Мексиканская независимость от Испании стала переломным моментом в восприятии образа Малинче. Элизабет Салас (Elizabeth Salas) пишет, что «от её статуса великой конкистадоры отказались в тоже самое время, когда мексиканцы выдворили испанцев в 1821 году. С того времени её репутация опустилась до репутации предателя» [22]. Причин такому изменению мнения было множество. Националисты, начавшие проникать в мексиканское правительство, стали придумывать новые национальные особенности и идеи, начав с отвержения всего испанского, включая общие символы и символы общества, одновременно восхваляя доиспанскую индейскую культуру. Эти мероприятия, благодаря которым они переиначили конкисту, заглушили голос Малинче в истории.

Целью националистов было внушение женщинам принятия позиции подчинения мужчинам, сделав их социально, физически и психологически зависимыми и преобразовав их «в невидимые, безжизненные, никчемные, ничего не стоящие объекты» [23]. Так, националисты создали пример для Мексики с противоположными точками взгляда на женщин: Малинче представляла чистое зло, «мексиканскую Еву», с одной стороны, а Мария, мать Иисуса, с другой стороны представляла собой высшее добро, La Virgen. Непорочность и верность были наивысшей женской добродетелью; Малинче, таким образом, была использована в качестве примера женщины, которая отступила от поведения ожидаемого от женского пола. Её окружили отрицательными символами и образами, и стали ассоциировать с негативными аспектами национальной особенности и сексуальности. Её имя стало синонимом слов «измена», «предательство» и «ренегат». Малинче вдруг стала изображаться красивой искусительницей, покорившей и уничтожившей свой собственный народ. Её изобразили «как индеанку, которая никак не могла насытиться белыми людьми» [24]. Они эффективно выстроили эти образы вокруг неё в хорошо продуманной кампании с чисто политическими целями: способствовать возвеличению индейского наследия мексиканского народа, сделав из Малинче «антигероя, национального Иуду» и козлом отпущения трёхсотлетнего колониального правления [25].
* * * * *
#### [ЗАДАНИЕ 1]
Найдите в записях все строки, содержащие слово «parked», и выпишите их, учитывая регистр букв.
Текст и записи представляют собой независимые друг от друга материалы.

#### [ИСХОДНЫЕ ДАННЫЕ]
* * * * *
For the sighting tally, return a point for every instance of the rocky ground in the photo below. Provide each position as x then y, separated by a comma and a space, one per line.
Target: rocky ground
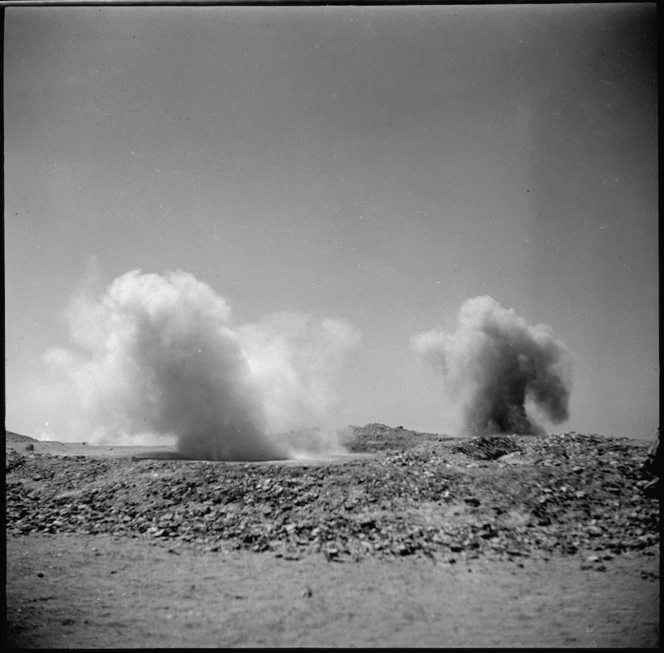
585, 498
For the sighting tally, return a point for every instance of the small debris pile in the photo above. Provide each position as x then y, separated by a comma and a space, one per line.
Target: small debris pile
420, 494
489, 447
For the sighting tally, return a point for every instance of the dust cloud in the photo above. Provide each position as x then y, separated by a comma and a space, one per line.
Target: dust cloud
495, 365
155, 359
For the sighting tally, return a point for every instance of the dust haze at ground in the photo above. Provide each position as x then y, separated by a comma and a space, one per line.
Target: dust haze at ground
410, 539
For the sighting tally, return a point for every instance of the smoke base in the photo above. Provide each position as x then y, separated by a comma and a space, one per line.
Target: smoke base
155, 358
495, 364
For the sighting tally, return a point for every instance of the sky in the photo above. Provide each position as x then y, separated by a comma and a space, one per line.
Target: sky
375, 165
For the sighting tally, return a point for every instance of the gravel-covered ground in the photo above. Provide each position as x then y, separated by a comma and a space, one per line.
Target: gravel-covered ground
492, 541
421, 494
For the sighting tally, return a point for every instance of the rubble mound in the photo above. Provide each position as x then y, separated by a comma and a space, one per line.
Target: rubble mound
489, 447
420, 494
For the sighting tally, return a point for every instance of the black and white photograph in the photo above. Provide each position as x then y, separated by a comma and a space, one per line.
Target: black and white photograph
331, 324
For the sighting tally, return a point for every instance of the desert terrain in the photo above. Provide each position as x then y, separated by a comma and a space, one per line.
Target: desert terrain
411, 539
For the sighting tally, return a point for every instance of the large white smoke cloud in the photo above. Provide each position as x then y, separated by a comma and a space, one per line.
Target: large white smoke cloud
495, 363
157, 360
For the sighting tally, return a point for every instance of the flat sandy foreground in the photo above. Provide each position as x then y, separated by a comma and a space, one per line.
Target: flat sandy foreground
103, 591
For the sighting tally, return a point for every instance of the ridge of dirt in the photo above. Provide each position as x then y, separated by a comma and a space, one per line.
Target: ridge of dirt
420, 494
491, 541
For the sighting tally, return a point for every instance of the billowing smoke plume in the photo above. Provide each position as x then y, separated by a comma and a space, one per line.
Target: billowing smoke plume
495, 364
158, 361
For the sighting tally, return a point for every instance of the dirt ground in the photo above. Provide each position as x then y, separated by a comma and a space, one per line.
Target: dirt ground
103, 591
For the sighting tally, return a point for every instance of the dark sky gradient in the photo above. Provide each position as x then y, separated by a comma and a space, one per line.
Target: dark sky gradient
378, 164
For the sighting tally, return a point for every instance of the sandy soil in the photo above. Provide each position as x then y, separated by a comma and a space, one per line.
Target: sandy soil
68, 591
108, 592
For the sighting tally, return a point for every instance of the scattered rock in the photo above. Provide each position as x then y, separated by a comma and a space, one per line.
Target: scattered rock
577, 492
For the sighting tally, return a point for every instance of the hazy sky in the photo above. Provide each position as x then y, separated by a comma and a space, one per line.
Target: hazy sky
379, 165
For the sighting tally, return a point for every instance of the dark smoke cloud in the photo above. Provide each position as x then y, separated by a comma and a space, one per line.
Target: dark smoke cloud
495, 363
157, 361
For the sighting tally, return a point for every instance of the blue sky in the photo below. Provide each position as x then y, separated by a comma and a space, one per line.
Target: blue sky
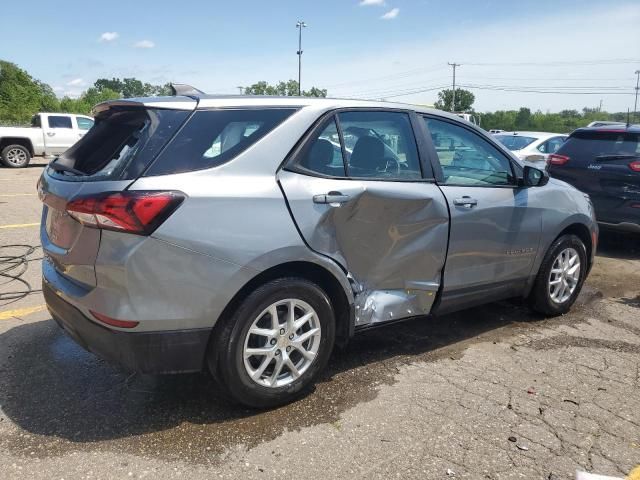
395, 49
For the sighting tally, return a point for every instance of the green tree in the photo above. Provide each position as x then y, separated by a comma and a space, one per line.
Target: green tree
285, 89
523, 119
464, 100
21, 96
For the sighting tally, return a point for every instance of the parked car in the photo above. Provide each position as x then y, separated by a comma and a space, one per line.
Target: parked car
49, 134
607, 123
532, 146
253, 258
605, 163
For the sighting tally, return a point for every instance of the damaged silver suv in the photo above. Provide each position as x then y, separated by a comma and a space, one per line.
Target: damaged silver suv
248, 235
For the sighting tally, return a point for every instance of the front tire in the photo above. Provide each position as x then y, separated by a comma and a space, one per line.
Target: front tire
272, 348
560, 277
15, 156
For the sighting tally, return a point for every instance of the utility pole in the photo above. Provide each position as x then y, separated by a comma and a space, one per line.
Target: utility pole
300, 25
635, 106
453, 103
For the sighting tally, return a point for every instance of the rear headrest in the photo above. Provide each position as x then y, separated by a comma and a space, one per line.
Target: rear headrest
368, 153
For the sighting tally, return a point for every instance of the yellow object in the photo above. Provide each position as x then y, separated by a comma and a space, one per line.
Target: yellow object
21, 312
634, 474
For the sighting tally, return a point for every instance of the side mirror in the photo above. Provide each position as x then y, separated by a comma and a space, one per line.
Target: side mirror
534, 177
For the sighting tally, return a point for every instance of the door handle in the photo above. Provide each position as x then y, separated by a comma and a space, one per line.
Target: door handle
465, 201
331, 197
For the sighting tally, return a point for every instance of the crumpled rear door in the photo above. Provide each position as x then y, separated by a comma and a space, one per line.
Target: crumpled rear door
391, 237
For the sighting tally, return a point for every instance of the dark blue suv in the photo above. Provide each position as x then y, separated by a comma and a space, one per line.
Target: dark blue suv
605, 163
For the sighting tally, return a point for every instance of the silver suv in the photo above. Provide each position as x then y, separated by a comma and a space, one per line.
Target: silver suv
248, 235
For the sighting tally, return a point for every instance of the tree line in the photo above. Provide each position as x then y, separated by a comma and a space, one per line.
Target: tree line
21, 96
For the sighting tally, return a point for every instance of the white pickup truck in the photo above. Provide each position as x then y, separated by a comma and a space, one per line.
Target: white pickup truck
49, 134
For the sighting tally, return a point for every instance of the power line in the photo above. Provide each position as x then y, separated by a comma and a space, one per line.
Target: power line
393, 94
614, 61
402, 74
520, 90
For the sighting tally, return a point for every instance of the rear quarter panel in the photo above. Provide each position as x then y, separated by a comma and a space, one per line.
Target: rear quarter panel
561, 206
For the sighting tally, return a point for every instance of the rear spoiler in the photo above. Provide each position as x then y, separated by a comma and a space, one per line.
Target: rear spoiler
191, 96
184, 89
176, 103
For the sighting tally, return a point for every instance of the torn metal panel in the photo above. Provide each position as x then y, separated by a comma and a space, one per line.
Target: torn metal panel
379, 306
390, 236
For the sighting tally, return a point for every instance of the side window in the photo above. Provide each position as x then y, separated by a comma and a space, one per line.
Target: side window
59, 122
467, 158
380, 145
323, 154
84, 123
213, 137
554, 144
544, 147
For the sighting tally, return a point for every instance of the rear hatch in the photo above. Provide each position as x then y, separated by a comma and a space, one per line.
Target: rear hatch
86, 186
605, 163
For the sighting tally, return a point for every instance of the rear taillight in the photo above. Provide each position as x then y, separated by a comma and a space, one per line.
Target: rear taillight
555, 159
131, 211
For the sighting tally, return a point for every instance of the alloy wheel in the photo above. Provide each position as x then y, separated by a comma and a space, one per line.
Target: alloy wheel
282, 343
16, 156
564, 276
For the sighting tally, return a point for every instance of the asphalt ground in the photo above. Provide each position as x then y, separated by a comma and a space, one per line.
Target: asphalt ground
492, 392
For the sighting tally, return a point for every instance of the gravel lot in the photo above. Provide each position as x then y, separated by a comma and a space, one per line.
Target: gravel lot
492, 392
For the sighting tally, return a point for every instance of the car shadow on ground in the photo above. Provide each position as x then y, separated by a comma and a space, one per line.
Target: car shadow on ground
620, 245
51, 387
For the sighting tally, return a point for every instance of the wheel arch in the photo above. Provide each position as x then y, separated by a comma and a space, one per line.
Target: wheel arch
581, 231
574, 226
22, 141
325, 279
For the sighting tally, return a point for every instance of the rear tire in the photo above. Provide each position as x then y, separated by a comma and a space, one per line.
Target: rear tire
15, 156
560, 276
285, 364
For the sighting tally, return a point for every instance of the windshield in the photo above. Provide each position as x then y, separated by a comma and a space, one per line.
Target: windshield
515, 142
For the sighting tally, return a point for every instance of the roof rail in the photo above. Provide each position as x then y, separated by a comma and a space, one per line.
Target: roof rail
184, 89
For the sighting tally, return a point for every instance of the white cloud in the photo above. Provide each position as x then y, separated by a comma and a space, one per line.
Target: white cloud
482, 66
391, 14
109, 36
144, 44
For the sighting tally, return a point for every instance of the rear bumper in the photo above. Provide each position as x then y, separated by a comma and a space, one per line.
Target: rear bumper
174, 351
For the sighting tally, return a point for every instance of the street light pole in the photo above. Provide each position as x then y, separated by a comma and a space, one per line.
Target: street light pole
635, 106
300, 25
453, 104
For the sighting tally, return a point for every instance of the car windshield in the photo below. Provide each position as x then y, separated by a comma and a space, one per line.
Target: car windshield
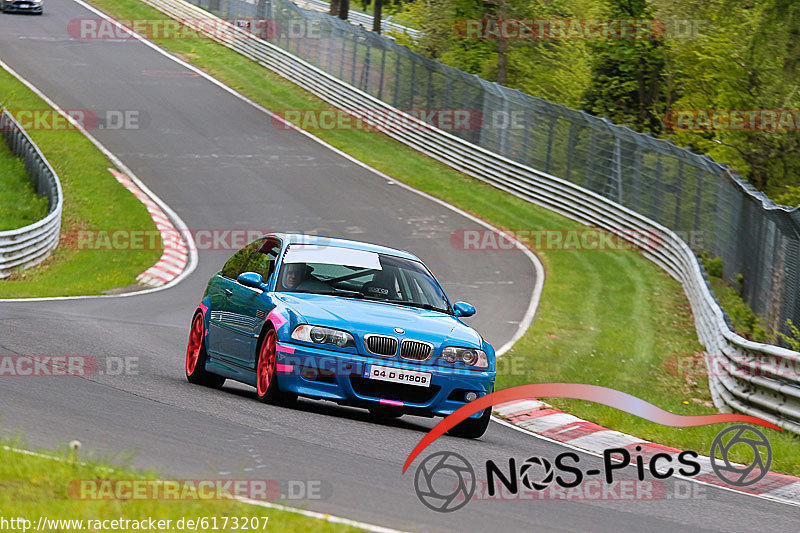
360, 274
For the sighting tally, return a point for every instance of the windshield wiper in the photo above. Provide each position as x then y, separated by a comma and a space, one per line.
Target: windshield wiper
428, 307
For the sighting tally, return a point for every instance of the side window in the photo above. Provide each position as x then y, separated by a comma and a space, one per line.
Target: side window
240, 260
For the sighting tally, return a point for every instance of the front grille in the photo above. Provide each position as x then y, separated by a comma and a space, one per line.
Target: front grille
381, 345
416, 350
393, 391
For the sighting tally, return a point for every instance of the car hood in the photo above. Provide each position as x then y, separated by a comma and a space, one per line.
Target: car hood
362, 317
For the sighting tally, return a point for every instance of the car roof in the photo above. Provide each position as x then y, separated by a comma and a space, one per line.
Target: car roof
299, 238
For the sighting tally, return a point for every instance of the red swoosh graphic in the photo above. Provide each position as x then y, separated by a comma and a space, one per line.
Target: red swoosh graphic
578, 391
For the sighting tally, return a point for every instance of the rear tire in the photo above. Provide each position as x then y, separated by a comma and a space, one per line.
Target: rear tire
196, 356
472, 428
267, 373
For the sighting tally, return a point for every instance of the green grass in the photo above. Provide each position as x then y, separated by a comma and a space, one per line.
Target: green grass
93, 200
19, 203
34, 487
610, 318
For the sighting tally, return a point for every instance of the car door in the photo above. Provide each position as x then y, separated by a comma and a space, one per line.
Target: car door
249, 309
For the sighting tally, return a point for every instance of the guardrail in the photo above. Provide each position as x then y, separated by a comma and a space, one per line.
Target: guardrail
361, 19
748, 385
28, 246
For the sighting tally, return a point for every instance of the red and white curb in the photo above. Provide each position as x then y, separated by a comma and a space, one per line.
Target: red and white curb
547, 421
176, 254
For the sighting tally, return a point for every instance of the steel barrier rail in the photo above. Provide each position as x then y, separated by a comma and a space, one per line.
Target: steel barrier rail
774, 398
28, 246
360, 19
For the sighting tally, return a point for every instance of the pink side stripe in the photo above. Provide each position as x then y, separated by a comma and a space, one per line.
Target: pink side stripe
285, 349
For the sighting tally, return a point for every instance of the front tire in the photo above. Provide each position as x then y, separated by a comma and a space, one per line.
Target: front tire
472, 428
267, 373
196, 356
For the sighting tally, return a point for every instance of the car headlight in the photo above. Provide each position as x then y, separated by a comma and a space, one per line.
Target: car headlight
468, 356
322, 335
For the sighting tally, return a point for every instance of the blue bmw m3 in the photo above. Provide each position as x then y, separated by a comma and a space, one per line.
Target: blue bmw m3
354, 323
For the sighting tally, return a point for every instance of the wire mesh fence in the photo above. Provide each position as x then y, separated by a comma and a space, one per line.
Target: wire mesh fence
712, 209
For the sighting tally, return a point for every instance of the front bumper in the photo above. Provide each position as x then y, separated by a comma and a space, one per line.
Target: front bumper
338, 376
22, 7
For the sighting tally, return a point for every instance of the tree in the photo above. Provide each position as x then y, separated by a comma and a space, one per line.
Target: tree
627, 83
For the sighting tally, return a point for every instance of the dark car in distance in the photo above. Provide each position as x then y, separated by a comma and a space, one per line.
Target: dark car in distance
35, 7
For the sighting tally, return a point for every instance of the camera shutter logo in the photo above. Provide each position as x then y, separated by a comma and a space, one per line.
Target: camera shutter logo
526, 475
454, 472
745, 436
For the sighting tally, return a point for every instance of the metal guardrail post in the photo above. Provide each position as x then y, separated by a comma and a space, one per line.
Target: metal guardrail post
32, 244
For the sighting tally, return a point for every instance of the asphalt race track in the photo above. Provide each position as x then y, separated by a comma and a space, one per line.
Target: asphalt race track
220, 164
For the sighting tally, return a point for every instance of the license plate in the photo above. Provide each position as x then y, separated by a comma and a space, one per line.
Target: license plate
398, 375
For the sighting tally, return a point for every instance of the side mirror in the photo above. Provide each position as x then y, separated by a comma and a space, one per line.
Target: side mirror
250, 279
463, 309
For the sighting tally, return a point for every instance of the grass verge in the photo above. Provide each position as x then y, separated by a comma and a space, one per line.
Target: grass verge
19, 203
38, 487
609, 318
93, 200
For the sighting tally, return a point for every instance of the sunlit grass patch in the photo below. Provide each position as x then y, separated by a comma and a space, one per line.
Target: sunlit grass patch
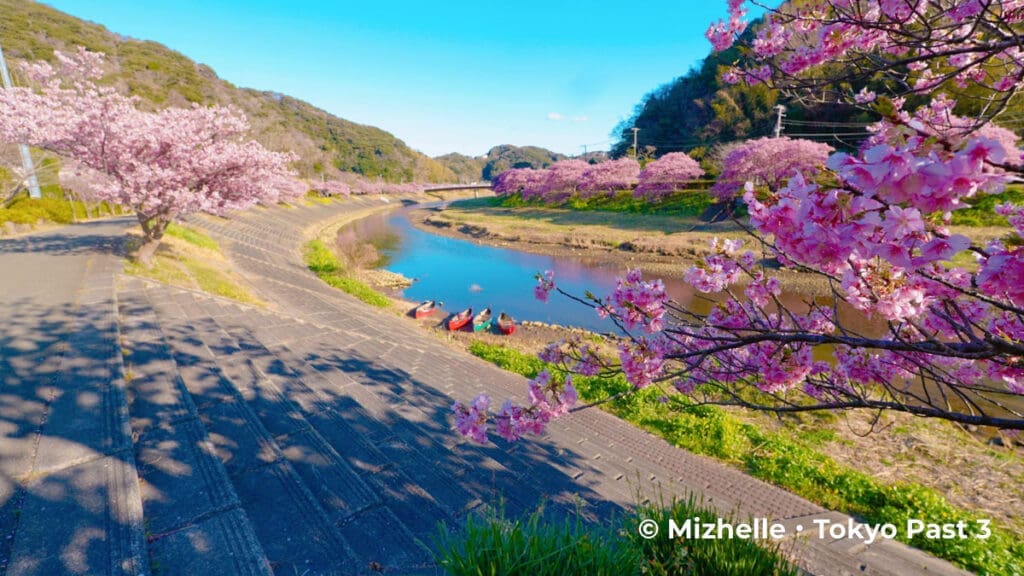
* * * * *
#### [ЗАДАНИЕ 2]
Перепишите фрагмент текста о Малинче между «Мексиканская независимость от» и «Малинче в истории.» включительно, заменив «Малинче» на «Малинцин».

#### [ПРАВИЛЬНЫЙ ОТВЕТ 1]
For the sighting tally, return a point for every instance of the parked car in the photo above. Provide each position as x then y, separated by a comma and a space, one per line.
Target: parked car

#### [ПРАВИЛЬНЫЙ ОТВЕТ 2]
Мексиканская независимость от Испании стала переломным моментом в восприятии образа Малинцин. Элизабет Салас (Elizabeth Salas) пишет, что «от её статуса великой конкистадоры отказались в тоже самое время, когда мексиканцы выдворили испанцев в 1821 году. С того времени её репутация опустилась до репутации предателя» [22]. Причин такому изменению мнения было множество. Националисты, начавшие проникать в мексиканское правительство, стали придумывать новые национальные особенности и идеи, начав с отвержения всего испанского, включая общие символы и символы общества, одновременно восхваляя доиспанскую индейскую культуру. Эти мероприятия, благодаря которым они переиначили конкисту, заглушили голос Малинцин в истории.